--- STATED GOAL ---
Please copy word for word the rows below, starting at the line that contains "Practice step: point at the clay" and ending with the final row.
┌────────
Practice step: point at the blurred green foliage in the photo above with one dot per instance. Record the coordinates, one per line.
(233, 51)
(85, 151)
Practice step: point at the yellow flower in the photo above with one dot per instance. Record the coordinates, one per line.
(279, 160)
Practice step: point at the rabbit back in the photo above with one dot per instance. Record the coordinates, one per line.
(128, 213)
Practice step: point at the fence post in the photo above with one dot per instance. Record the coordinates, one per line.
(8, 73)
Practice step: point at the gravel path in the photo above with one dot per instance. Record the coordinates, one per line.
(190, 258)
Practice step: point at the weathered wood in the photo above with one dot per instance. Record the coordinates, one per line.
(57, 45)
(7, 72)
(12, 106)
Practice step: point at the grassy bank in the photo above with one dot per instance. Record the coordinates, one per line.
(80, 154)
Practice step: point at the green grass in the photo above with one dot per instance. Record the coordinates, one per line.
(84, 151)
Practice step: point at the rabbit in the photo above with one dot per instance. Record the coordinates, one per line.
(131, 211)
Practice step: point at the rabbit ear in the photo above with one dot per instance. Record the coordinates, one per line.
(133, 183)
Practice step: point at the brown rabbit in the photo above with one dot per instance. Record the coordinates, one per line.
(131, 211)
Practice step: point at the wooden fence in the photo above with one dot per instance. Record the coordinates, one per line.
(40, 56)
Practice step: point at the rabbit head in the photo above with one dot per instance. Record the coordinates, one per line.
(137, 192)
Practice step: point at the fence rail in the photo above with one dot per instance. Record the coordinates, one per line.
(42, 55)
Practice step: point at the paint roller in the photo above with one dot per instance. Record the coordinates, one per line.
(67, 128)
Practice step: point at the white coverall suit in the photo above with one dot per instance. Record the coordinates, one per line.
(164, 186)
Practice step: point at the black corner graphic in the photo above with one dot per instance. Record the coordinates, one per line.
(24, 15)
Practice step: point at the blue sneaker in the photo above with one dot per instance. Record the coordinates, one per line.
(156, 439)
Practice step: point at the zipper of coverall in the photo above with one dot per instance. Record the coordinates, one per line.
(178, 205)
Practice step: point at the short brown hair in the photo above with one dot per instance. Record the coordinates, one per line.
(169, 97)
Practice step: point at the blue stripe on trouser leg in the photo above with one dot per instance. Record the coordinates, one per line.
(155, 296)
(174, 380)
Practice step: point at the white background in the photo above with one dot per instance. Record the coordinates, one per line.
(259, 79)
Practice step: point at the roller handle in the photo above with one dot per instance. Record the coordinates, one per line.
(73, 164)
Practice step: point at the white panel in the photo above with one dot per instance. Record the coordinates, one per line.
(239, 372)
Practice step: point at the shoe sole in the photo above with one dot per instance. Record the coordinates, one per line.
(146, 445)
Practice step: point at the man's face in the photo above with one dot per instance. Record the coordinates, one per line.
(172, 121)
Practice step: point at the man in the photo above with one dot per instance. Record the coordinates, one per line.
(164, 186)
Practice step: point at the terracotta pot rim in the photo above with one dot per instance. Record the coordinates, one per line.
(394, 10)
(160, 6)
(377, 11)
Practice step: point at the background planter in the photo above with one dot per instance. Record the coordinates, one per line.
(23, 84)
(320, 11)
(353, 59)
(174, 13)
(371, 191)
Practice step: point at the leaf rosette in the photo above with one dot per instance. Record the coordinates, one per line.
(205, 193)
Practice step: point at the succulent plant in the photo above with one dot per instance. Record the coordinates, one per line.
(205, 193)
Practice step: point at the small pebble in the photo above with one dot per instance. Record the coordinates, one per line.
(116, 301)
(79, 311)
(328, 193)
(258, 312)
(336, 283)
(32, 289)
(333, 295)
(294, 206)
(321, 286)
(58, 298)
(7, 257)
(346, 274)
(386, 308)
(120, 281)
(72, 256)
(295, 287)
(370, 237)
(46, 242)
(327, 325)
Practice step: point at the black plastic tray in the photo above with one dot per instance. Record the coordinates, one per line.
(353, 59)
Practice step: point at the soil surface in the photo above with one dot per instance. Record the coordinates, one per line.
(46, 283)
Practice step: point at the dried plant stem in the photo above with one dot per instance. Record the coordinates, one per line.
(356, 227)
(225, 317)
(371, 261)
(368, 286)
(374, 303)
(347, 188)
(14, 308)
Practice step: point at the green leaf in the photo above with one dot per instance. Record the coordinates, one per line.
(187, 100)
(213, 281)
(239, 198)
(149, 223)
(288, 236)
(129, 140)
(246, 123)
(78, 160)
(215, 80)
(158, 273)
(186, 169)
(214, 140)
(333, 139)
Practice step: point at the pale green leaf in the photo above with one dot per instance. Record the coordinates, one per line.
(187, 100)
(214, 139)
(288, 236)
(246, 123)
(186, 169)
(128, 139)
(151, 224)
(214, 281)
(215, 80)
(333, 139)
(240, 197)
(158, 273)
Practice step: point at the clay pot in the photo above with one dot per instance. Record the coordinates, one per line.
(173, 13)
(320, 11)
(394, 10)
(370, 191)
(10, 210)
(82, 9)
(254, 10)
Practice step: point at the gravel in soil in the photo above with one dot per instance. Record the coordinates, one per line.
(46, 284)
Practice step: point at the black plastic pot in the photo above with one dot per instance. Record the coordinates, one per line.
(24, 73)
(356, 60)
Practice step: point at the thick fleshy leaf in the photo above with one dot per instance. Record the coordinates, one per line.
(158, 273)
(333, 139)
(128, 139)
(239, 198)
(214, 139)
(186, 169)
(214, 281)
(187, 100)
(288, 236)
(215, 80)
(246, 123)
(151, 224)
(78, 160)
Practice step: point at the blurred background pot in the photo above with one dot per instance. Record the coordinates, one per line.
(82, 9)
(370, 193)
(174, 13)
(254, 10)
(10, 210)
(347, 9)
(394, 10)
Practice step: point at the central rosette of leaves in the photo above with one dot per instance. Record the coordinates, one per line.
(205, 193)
└────────
--- SOLUTION ---
Practice step: point at the clay pot in the photo above with one dot per instance. Record the coordinates, one per line.
(173, 13)
(320, 11)
(394, 10)
(370, 191)
(10, 210)
(82, 9)
(254, 10)
Practice step: point at the gravel in soil in the photo above with one dot per instance. Record the coordinates, one per line.
(46, 284)
Practice step: point at the black plastic pot in the photo above with one dot per instance. Record the coordinates, one per line.
(24, 73)
(356, 60)
Practice step: point at the thick fleshy leaf in the photo above with one dot per instance. Record the coordinates, one per line.
(158, 273)
(333, 139)
(128, 139)
(239, 198)
(214, 139)
(186, 169)
(214, 281)
(187, 100)
(288, 236)
(215, 80)
(246, 123)
(151, 224)
(78, 160)
Practice step: point at the blurred background pot in the photo above with one dot per instance. Record the coordinates, one per line.
(82, 9)
(370, 193)
(174, 13)
(254, 10)
(10, 210)
(347, 9)
(394, 10)
Practice step: point at the central rosette of leaves in the photo above with one dot per instance. Record the coordinates, one per line.
(205, 193)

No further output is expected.